◆ **Written exercise**: Only the lines from the one containing "of the unopened" through the end of the data below should be copied, each exactly as written and with both ends kept.

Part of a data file
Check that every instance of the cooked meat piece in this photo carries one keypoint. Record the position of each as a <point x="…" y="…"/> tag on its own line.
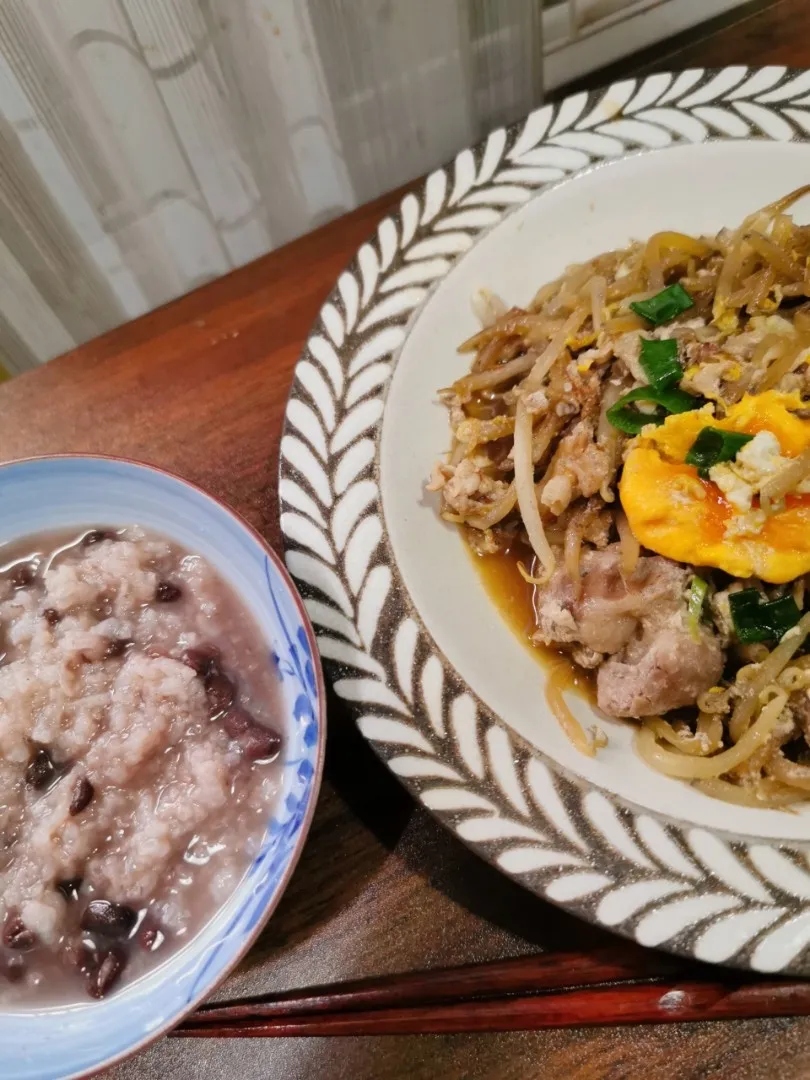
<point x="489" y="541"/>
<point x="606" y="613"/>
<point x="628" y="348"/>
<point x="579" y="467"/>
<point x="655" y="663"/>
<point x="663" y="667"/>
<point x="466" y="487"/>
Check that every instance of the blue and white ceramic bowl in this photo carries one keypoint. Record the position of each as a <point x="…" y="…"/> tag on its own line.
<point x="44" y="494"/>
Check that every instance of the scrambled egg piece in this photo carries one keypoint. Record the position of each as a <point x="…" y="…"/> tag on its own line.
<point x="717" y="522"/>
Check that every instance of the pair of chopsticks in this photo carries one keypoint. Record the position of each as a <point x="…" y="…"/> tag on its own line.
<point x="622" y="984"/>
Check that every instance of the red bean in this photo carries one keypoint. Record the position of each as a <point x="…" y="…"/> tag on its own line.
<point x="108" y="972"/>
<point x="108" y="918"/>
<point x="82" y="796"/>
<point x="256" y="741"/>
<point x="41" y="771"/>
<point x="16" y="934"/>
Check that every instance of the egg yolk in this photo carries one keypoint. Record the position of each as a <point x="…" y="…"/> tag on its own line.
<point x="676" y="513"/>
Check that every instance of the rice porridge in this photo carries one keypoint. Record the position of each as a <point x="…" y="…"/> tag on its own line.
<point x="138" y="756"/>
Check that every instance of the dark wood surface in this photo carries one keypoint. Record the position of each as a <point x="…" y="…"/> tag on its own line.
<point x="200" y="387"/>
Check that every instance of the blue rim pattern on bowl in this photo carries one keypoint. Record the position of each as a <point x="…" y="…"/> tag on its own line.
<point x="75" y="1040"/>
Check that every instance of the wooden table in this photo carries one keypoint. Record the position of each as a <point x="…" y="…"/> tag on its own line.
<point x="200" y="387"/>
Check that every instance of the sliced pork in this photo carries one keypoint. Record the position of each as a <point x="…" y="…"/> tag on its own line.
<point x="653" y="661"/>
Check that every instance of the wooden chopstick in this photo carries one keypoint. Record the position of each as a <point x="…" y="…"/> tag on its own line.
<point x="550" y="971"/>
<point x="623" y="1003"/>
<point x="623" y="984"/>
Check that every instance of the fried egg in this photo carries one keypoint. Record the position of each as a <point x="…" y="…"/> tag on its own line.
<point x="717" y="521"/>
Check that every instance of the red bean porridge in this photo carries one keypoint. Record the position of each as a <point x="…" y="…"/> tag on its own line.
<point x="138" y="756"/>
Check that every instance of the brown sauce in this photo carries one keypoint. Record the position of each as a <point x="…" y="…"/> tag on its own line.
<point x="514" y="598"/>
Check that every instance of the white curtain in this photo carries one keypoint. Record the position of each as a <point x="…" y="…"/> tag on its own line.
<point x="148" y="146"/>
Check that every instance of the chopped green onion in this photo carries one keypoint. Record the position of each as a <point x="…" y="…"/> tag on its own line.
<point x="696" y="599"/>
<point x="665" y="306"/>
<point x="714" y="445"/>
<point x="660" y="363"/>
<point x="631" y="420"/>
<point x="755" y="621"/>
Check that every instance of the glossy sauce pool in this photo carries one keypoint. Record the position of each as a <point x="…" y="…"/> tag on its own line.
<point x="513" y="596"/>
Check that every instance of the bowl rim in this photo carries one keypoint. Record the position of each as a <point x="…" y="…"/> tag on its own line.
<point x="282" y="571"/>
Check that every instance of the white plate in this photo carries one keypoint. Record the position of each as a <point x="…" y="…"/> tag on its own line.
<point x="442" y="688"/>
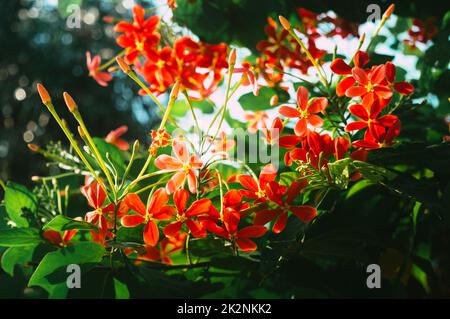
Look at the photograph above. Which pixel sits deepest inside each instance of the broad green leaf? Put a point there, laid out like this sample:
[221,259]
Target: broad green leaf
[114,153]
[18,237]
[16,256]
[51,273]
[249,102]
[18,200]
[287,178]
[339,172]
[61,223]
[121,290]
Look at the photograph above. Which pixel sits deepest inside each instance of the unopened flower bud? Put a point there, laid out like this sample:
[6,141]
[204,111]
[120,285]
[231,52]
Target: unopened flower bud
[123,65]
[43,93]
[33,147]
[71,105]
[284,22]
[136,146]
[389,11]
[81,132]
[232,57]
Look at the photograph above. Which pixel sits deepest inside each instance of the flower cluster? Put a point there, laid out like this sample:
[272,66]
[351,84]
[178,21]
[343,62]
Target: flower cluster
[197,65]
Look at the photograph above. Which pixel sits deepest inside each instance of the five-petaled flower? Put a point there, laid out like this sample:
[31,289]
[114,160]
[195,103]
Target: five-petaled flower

◆ **Finished exercise**:
Look at the photograph above. Which pixel sits deepest inside each instance of the unopened flower bud? Put a point there, laid out like this sample:
[6,141]
[204,111]
[120,285]
[231,52]
Target: unopened flower bud
[123,65]
[43,93]
[33,147]
[71,105]
[284,22]
[136,146]
[389,11]
[81,132]
[232,57]
Look at the photograph above. Which pixel sits deepest inside each instance of the flower cluster? Put a point there, laid out like this sample:
[272,66]
[351,84]
[178,21]
[343,62]
Target: flower cluster
[197,65]
Look at the photograph above. Which pixel sits deepest inside each instance of the five-petaled flower? Put a point there, laid out like this sample:
[31,289]
[114,160]
[195,103]
Target: five-petaled flower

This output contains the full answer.